**Objective:** Rewrite the records below, changing each "place a marker on" to "put a dot on" and keeping everything else the same.

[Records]
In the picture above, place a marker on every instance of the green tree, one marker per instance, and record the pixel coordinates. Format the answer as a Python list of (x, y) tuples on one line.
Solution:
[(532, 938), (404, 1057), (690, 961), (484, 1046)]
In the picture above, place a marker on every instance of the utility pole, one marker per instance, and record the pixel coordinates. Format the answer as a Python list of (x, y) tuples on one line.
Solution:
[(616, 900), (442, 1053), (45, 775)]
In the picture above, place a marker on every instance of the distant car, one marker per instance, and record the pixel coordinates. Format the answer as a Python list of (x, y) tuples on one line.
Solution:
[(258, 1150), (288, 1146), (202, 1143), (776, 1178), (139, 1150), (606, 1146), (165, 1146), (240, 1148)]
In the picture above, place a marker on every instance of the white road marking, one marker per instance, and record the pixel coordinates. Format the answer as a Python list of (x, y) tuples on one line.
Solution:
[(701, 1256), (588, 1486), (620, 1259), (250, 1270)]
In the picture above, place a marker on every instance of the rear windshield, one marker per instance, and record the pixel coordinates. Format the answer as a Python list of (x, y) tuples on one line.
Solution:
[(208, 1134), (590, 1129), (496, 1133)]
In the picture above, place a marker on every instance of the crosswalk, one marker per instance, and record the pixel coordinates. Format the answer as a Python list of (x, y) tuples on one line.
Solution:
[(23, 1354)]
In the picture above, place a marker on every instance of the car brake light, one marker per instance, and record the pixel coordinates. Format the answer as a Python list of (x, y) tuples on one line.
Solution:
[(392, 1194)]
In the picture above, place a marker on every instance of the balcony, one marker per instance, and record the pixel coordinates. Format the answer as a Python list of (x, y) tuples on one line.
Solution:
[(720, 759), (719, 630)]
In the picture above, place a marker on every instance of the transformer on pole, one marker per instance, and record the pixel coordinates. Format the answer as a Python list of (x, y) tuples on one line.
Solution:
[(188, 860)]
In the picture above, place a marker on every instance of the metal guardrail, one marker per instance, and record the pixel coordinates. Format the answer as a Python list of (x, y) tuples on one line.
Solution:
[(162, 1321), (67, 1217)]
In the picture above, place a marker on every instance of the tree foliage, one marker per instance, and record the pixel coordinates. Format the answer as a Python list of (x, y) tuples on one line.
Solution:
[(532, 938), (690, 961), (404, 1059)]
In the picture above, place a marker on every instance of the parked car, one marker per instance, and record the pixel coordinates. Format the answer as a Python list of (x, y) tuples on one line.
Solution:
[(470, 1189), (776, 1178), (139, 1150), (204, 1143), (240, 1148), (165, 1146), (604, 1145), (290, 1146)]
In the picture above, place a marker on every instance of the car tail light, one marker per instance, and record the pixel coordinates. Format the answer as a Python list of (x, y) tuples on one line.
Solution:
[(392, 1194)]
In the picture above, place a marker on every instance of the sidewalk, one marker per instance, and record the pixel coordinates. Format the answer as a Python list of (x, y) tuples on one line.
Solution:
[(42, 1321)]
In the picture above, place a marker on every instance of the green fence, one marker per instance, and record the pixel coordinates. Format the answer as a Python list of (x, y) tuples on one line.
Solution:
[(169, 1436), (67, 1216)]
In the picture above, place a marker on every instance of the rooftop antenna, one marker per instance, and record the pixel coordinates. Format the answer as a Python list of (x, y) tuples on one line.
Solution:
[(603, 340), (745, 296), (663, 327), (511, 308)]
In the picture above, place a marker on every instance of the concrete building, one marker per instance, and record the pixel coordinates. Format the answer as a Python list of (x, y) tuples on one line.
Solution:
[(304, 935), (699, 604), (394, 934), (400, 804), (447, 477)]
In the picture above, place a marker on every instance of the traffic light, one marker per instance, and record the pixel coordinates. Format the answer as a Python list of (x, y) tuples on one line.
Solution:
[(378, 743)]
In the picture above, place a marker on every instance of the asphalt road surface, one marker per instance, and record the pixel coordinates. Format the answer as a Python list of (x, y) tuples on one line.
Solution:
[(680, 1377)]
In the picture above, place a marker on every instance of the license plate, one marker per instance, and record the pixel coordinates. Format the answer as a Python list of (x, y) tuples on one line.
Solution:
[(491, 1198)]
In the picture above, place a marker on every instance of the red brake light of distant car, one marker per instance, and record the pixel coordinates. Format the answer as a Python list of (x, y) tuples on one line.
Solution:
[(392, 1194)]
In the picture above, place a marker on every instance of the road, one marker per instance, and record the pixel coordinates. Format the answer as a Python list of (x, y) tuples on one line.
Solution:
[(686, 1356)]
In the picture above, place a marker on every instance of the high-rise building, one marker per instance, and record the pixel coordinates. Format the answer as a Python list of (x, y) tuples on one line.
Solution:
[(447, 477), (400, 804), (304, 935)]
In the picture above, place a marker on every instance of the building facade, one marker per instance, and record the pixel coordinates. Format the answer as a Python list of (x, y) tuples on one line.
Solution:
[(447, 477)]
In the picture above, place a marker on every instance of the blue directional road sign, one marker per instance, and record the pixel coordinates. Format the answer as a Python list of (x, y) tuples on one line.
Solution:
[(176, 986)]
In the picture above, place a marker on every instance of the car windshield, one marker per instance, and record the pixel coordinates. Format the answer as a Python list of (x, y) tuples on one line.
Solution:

**Complete output:**
In the picture above, put a dot on every instance of the green tree, one marker per instance, and record the pixel coordinates. Format the answer as a Python list of (x, y) tuples on one line.
Solution:
[(532, 938), (404, 1057), (690, 961), (484, 1046)]
In the picture above, put a dot on every instance of the utility pole, one marker per instance, and record the pixel coordinates. Format the answer as a Python list of (x, y) tuples on one line.
Solution:
[(616, 900), (442, 1053), (45, 775)]
In the picture above, put a dot on every instance of the distant car, one marker per instance, and record the pixel coordinates. Format the answer as a Python list of (x, y) tuples on one line.
Solution:
[(258, 1150), (288, 1146), (202, 1143), (776, 1178), (139, 1150), (606, 1146), (165, 1146), (240, 1148)]
In the picture above, put a dot on every instance of the white road marking, one marker per instance, and record the pixel coordinates. Format the answer as a Python list of (x, y) tuples on one line.
Solution:
[(701, 1256), (588, 1486), (620, 1259), (250, 1270)]
In the picture above, put a dot on every instance of the rear windshield, one marker per instance, and record the pixel coordinates. Format the answer as a Python list of (x, y) tuples on one line.
Solution:
[(208, 1134), (590, 1129), (496, 1133)]
In the picture above, put a dot on every instance of the crosswalk, one marker per instance, and record the pixel coordinates. Format the answer as a Python list of (x, y) tuples on one line.
Solution:
[(23, 1354)]
In the picture above, put a dot on every instance of the car brake light, one marker per instance, and record the pixel coordinates. Format the answer as a Python list of (x, y) tuples on one line.
Solution:
[(392, 1194)]
In the picture above, put a dot on every instance of the balcony, one marker per instance, and record the pixel coordinates. Format the answer as a Python list of (x, y) tuples on one line.
Solution:
[(720, 759), (719, 630)]
In the picture above, put a dot on every instance of the transformer on pole, one marker per instance, and record the pixel coordinates. Format the answer as a Python list of (x, y) tuples on one line.
Solution:
[(188, 860)]
In the picture above, put a dot on every instance of the metal guardrail, one marker per instance, and record the pixel coordinates. Format the answer as a Python list of (x, y) tuples on one line.
Solution:
[(162, 1321), (67, 1217)]
In the picture above, put a dot on every instance of the tree foliage, one marker per instance, and record the pixel coordinates. Format the answer as a Python list of (x, y) tuples on one line.
Solution:
[(532, 938), (690, 961), (404, 1059)]
In the picture above, put a dot on every instance of the parked car, one marker per instance, and record the pixel coordinates. Format the answer as a Python list of (x, y) tuples on one line.
Solution:
[(470, 1189), (776, 1178), (139, 1150), (204, 1143), (240, 1148), (165, 1146), (604, 1145), (290, 1146)]
In the picture above, put a dot on every instance of the car tail light, one marker per instance, and record the pixel coordinates. Format the answer as a Python list of (x, y) tuples on one line.
Solution:
[(392, 1194)]
In the picture above, put a dot on every instance of the sidewalk, one marker per instance, and record the pixel coordinates. Format the answer as a Python list of (x, y) tuples on one line.
Solution:
[(42, 1321)]
In the picture above, put a dot on every instance of the green fence, one marker per instance, and record the pixel coordinates. Format the answer as a Python list of (x, y) tuples on one line.
Solution:
[(169, 1436), (67, 1216)]
In the picture above, put a dot on every instance of the rooftop antenna, one marker per instance, and record the pixel coordinates. Format the answer as a Python list of (x, y) tuples on one line.
Solution:
[(603, 340), (745, 296), (663, 327), (511, 308)]
In the picture above, put a dot on every instance of the concrete building, one marker per instance, and record the pixel coordinates. Format the answer as a Python list of (x, y) tuples on one line.
Solution:
[(304, 935), (699, 604), (394, 934), (400, 804), (447, 477)]
In the picture above, put a dot on every instance of the traffic light, one marker per instance, and record the pixel coordinates. Format the answer as a Python list of (x, y) tuples on one line.
Solution:
[(378, 743)]
In the picture above, put a dot on every instance of the asphalt road surface, one marker per instance, and record the pixel coordinates. Format the answer as a Python list of (x, y) tuples on one line.
Solution:
[(680, 1377)]
In the picture above, put a dot on every instance of the license plate, one marker per instance, and record the pixel coordinates. Format the answer as a Python list of (x, y) tuples on one line.
Solution:
[(491, 1198)]
In the picture above, put a dot on every instance of the red brake light of distant car, one marker per instance, and record the pixel coordinates. Format the answer as a Python list of (x, y) tuples on one line.
Solution:
[(392, 1194)]
In the picture above, put a dot on every instance of the road, one marker per instance, and record the pixel coordinates. Format the answer as a Python list of (x, y) tuples on one line.
Solution:
[(686, 1356)]
In the picture above, put a dot on every instance of the high-rise building, one marker per instance, and record the pixel coordinates. Format the answer as a Python list of (x, y) tuples on one line.
Solution:
[(447, 477), (400, 804), (304, 935)]
In the picture above, put a dot on every instance of the building facade, one marker per instance, and record the pixel coordinates. Format the answer as a Python list of (x, y) tuples on one line.
Solution:
[(447, 477)]
In the picture above, put a dot on every instance of the blue directional road sign, one marker per instance, and record the pixel coordinates. Format the answer as a Python list of (x, y) tuples on one line.
Solution:
[(176, 986)]
In the picture above, put a dot on every instance of the car windshield, one marker per instance, and record the pixel coordinates. Format the answer as a Python list of (x, y) tuples on one line.
Solution:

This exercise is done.